TASK INSTRUCTIONS> Rewrite every one of the entries below with "rough mask" changed to "coarse mask" and nothing else altered, leaving out the pictures.

**** LISTED ENTRIES ****

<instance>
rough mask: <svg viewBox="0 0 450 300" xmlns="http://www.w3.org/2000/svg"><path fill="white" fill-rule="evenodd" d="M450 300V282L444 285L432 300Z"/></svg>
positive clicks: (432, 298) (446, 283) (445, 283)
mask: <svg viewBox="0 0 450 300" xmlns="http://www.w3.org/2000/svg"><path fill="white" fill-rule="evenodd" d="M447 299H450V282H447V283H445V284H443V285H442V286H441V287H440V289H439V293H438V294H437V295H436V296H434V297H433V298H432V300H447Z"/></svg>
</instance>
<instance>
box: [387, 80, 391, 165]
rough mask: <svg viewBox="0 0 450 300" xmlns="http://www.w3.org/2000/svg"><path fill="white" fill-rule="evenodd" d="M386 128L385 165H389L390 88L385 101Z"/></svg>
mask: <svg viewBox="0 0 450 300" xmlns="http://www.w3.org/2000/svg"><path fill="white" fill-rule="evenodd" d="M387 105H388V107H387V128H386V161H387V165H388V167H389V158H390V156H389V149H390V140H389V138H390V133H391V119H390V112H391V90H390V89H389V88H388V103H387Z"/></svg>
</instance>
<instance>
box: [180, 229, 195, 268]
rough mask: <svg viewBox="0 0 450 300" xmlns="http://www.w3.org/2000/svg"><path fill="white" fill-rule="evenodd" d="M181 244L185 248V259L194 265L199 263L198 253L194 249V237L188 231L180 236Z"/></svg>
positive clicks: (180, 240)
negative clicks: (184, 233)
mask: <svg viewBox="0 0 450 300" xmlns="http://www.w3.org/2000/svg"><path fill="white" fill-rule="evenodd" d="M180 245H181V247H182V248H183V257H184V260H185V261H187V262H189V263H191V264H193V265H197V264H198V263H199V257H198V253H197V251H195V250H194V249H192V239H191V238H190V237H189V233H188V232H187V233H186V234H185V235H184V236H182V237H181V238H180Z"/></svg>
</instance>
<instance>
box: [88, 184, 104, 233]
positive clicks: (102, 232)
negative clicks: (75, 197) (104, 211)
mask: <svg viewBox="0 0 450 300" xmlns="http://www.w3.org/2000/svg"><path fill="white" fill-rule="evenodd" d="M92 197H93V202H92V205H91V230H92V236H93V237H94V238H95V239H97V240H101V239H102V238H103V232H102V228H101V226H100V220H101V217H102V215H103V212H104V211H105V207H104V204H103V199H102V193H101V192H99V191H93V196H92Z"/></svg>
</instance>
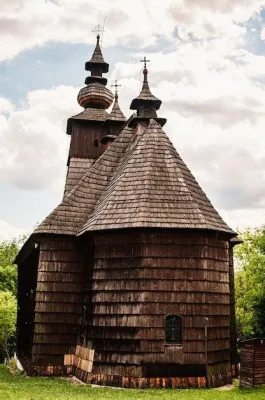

****

SOLUTION FOR THIS TASK>
<instance>
coarse mask: <svg viewBox="0 0 450 300" xmlns="http://www.w3.org/2000/svg"><path fill="white" fill-rule="evenodd" d="M450 300V282L444 285L432 300Z"/></svg>
positive clicks: (432, 298) (446, 283) (445, 283)
mask: <svg viewBox="0 0 450 300" xmlns="http://www.w3.org/2000/svg"><path fill="white" fill-rule="evenodd" d="M447 299H450V282H447V283H445V284H443V285H442V286H441V287H440V289H439V293H438V294H437V295H436V296H434V297H433V298H432V300H447Z"/></svg>
</instance>
<instance>
box: [387, 80, 391, 165]
coarse mask: <svg viewBox="0 0 450 300" xmlns="http://www.w3.org/2000/svg"><path fill="white" fill-rule="evenodd" d="M386 128L385 165H389L390 88L385 101Z"/></svg>
mask: <svg viewBox="0 0 450 300" xmlns="http://www.w3.org/2000/svg"><path fill="white" fill-rule="evenodd" d="M387 105H388V107H387V128H386V161H387V165H388V167H389V158H390V156H389V149H390V140H389V138H390V133H391V119H390V112H391V90H390V89H389V88H388V103H387Z"/></svg>
</instance>
<instance>
box: [180, 229, 195, 268]
coarse mask: <svg viewBox="0 0 450 300" xmlns="http://www.w3.org/2000/svg"><path fill="white" fill-rule="evenodd" d="M181 244L185 248V259L194 265L199 263L198 253L194 249V237L188 231L180 236Z"/></svg>
positive clicks: (180, 240)
negative clicks: (184, 233)
mask: <svg viewBox="0 0 450 300" xmlns="http://www.w3.org/2000/svg"><path fill="white" fill-rule="evenodd" d="M180 245H181V247H182V248H183V257H184V260H185V261H187V262H189V263H191V264H193V265H197V264H198V263H199V257H198V253H197V251H195V250H194V249H192V239H191V238H190V237H189V233H188V232H187V233H186V234H185V235H184V236H182V237H181V238H180Z"/></svg>
</instance>
<instance>
box: [88, 184, 104, 233]
positive clicks: (102, 232)
negative clicks: (75, 197) (104, 211)
mask: <svg viewBox="0 0 450 300" xmlns="http://www.w3.org/2000/svg"><path fill="white" fill-rule="evenodd" d="M92 197H93V202H92V205H91V230H92V236H93V237H94V238H95V239H97V240H101V239H102V238H103V232H102V228H101V226H100V220H101V217H102V215H103V212H104V211H105V207H104V204H103V199H102V193H101V192H99V191H93V196H92Z"/></svg>
</instance>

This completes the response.